## TASK STATEMENT
Report the number of lines in the material below that contain "woman", without any other words.

※ ※ ※

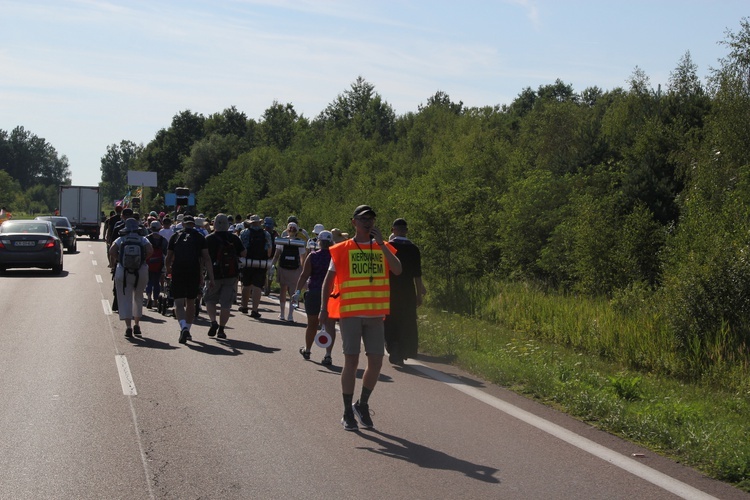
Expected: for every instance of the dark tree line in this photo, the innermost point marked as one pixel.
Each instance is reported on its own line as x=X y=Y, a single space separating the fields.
x=589 y=192
x=30 y=171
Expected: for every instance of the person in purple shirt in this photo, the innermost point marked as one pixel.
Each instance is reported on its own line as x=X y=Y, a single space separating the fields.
x=313 y=272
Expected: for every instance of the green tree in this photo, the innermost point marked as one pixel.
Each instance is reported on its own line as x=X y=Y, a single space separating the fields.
x=115 y=164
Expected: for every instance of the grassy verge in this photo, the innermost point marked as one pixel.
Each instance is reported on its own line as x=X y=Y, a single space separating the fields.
x=697 y=424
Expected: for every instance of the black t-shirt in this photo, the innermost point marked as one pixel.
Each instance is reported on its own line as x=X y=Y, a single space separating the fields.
x=187 y=246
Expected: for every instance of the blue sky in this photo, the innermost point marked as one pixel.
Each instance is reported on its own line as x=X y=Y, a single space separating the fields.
x=85 y=74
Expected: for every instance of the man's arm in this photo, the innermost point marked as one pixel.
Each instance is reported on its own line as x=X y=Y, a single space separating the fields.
x=325 y=294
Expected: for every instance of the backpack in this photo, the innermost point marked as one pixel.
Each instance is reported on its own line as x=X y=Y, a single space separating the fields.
x=225 y=262
x=156 y=262
x=289 y=257
x=255 y=244
x=186 y=249
x=132 y=253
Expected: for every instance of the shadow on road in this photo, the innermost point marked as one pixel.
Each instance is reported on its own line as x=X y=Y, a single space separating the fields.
x=403 y=449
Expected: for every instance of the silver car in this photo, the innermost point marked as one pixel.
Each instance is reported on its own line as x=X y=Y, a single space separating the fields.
x=30 y=243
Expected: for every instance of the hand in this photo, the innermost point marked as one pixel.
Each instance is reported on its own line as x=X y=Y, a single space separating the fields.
x=377 y=235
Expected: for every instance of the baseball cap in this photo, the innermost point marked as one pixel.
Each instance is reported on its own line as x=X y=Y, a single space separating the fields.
x=362 y=210
x=221 y=223
x=131 y=226
x=325 y=236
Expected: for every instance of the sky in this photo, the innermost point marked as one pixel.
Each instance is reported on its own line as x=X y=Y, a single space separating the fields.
x=86 y=74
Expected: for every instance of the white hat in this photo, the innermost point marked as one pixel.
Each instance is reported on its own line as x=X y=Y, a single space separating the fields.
x=325 y=236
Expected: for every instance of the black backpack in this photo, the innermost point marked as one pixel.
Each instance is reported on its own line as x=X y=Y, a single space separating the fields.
x=186 y=250
x=132 y=254
x=289 y=257
x=226 y=262
x=256 y=248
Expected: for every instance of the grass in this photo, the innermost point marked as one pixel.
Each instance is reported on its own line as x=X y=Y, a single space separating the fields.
x=608 y=363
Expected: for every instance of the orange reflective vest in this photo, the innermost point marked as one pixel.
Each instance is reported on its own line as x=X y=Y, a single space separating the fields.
x=362 y=279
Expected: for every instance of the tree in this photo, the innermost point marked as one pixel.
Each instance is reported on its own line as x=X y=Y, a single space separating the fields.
x=115 y=164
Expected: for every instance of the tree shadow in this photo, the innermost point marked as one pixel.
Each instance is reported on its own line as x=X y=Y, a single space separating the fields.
x=243 y=345
x=428 y=458
x=150 y=343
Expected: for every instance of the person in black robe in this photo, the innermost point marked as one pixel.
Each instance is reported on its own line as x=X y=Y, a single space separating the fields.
x=407 y=291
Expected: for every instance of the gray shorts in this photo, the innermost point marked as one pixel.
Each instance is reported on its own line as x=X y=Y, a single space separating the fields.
x=223 y=292
x=358 y=330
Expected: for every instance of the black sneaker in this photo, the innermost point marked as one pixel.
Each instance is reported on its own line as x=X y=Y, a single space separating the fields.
x=362 y=412
x=212 y=330
x=349 y=422
x=185 y=336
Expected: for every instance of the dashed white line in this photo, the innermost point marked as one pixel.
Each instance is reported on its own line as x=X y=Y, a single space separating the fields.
x=626 y=463
x=126 y=378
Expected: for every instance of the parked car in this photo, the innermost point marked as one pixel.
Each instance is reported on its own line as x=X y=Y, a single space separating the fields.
x=65 y=230
x=30 y=243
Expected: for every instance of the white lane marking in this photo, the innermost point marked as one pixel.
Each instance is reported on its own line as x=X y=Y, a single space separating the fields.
x=653 y=476
x=126 y=378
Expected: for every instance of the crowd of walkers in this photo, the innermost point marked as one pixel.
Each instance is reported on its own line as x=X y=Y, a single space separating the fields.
x=369 y=285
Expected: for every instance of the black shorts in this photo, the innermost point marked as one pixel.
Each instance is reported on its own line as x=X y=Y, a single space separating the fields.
x=312 y=302
x=253 y=276
x=185 y=285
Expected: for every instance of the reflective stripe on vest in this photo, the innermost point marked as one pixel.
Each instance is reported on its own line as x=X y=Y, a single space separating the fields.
x=362 y=277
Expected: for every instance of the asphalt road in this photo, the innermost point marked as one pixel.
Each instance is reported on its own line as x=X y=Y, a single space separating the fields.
x=87 y=413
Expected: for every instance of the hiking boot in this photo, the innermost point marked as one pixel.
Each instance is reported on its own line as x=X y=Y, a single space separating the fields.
x=212 y=330
x=185 y=336
x=349 y=422
x=362 y=412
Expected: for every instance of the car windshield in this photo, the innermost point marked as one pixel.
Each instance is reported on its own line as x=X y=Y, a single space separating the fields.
x=24 y=227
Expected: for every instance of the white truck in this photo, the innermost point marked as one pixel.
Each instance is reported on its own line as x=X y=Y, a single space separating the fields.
x=82 y=206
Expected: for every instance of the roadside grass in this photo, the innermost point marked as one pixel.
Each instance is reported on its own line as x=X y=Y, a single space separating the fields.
x=550 y=355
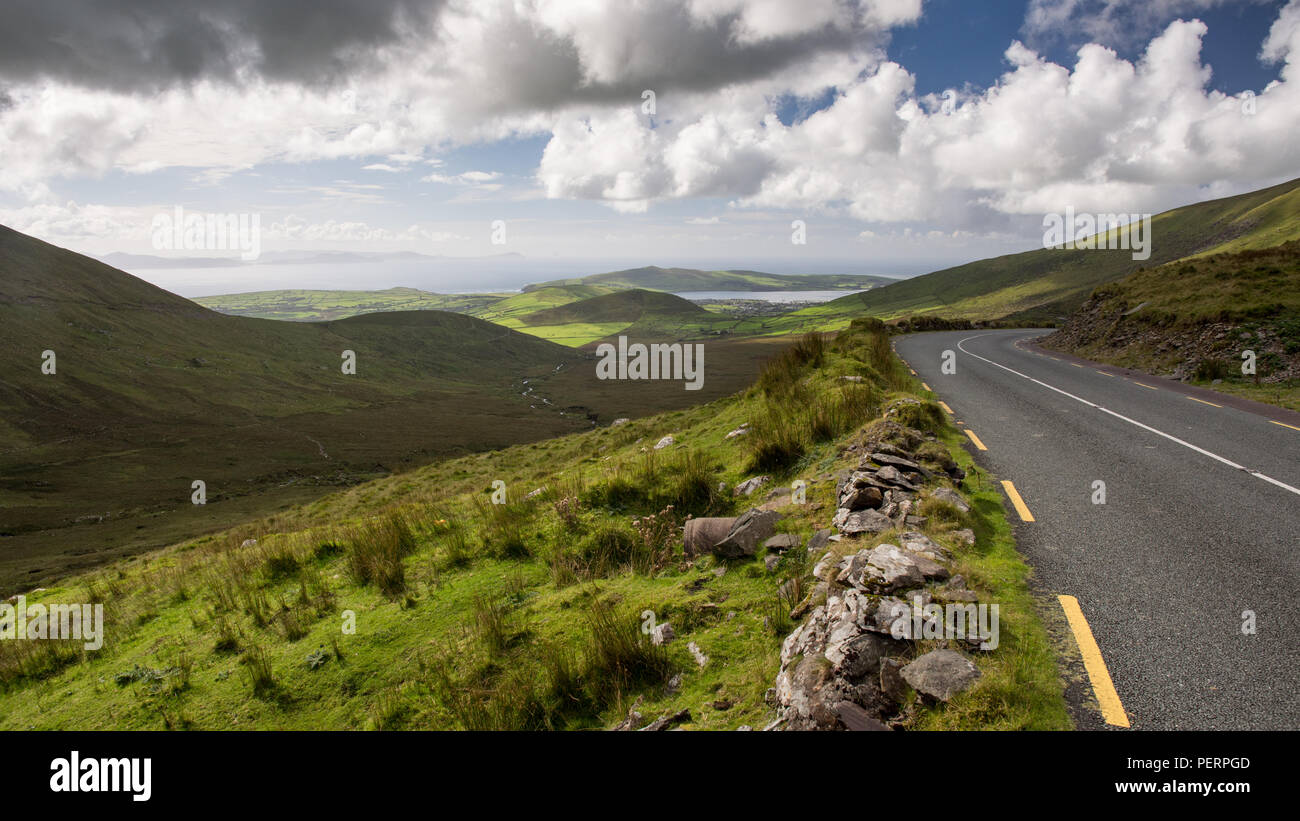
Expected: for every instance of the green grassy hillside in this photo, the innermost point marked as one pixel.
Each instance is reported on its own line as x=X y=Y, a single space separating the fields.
x=618 y=307
x=416 y=603
x=152 y=392
x=1192 y=320
x=1048 y=283
x=654 y=278
x=321 y=305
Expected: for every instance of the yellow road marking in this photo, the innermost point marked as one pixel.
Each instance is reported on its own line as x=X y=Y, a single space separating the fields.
x=1112 y=709
x=1017 y=502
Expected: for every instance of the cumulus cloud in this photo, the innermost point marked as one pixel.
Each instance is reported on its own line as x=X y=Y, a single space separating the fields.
x=151 y=44
x=416 y=78
x=241 y=82
x=1109 y=22
x=1104 y=134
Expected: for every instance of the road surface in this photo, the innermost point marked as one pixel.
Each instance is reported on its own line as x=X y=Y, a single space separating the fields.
x=1200 y=525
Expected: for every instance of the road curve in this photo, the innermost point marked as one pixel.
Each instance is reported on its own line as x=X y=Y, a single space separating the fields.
x=1200 y=522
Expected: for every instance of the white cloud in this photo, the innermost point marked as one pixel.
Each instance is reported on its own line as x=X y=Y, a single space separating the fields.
x=1104 y=134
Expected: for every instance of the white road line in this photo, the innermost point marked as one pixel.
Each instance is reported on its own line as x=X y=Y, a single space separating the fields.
x=1121 y=416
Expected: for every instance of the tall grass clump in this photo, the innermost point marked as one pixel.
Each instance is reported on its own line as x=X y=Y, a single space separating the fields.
x=376 y=550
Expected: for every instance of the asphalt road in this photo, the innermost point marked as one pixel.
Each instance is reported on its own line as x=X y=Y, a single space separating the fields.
x=1200 y=522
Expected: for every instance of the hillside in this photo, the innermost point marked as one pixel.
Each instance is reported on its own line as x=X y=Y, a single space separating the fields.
x=1044 y=285
x=151 y=392
x=618 y=307
x=529 y=613
x=320 y=305
x=1191 y=320
x=677 y=279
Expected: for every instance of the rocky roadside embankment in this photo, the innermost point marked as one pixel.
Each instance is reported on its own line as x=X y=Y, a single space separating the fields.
x=1112 y=330
x=857 y=654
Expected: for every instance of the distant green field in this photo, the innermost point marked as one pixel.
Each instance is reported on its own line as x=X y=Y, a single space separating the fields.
x=1048 y=283
x=654 y=278
x=152 y=392
x=321 y=305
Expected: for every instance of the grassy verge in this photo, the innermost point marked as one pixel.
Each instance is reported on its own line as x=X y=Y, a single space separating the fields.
x=414 y=602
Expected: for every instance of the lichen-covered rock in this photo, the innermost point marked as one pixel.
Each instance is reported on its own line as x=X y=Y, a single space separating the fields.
x=749 y=529
x=940 y=674
x=953 y=498
x=749 y=486
x=853 y=522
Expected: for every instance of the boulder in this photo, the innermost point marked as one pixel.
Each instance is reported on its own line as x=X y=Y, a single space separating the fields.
x=853 y=717
x=884 y=568
x=919 y=543
x=820 y=539
x=940 y=674
x=862 y=498
x=895 y=477
x=700 y=534
x=897 y=461
x=783 y=542
x=752 y=528
x=852 y=522
x=662 y=634
x=663 y=722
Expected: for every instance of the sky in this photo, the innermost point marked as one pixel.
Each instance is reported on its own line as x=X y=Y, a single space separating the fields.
x=896 y=137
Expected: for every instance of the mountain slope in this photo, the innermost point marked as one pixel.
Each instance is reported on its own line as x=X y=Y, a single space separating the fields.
x=618 y=307
x=307 y=305
x=654 y=278
x=151 y=392
x=1049 y=282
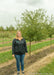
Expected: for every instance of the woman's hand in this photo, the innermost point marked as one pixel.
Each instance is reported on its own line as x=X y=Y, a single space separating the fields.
x=12 y=55
x=26 y=53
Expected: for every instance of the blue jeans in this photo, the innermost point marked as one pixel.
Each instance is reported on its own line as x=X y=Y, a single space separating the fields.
x=20 y=58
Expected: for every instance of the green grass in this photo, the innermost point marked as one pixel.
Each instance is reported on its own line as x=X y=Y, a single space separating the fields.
x=5 y=56
x=40 y=45
x=49 y=68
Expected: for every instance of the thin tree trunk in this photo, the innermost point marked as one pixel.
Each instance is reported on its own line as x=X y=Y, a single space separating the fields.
x=30 y=48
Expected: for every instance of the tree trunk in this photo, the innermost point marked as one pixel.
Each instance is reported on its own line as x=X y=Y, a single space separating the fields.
x=30 y=49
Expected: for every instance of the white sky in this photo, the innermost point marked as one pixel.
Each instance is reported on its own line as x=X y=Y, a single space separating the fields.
x=13 y=8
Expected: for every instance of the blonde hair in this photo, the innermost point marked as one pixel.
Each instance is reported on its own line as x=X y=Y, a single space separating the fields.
x=17 y=34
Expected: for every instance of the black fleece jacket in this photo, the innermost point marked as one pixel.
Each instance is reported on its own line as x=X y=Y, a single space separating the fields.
x=19 y=46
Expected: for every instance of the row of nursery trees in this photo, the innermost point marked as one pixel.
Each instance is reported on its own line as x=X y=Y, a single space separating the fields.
x=36 y=25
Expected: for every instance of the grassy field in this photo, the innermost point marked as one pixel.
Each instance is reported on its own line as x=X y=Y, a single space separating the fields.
x=49 y=68
x=5 y=56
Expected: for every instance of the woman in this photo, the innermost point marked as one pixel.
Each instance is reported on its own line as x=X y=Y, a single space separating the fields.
x=19 y=48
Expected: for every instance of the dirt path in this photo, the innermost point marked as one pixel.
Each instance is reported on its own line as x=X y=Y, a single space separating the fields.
x=39 y=64
x=32 y=53
x=11 y=69
x=7 y=48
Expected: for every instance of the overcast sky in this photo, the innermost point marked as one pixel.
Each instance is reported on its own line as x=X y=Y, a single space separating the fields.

※ ※ ※

## RESPONSE TO THE EXERCISE
2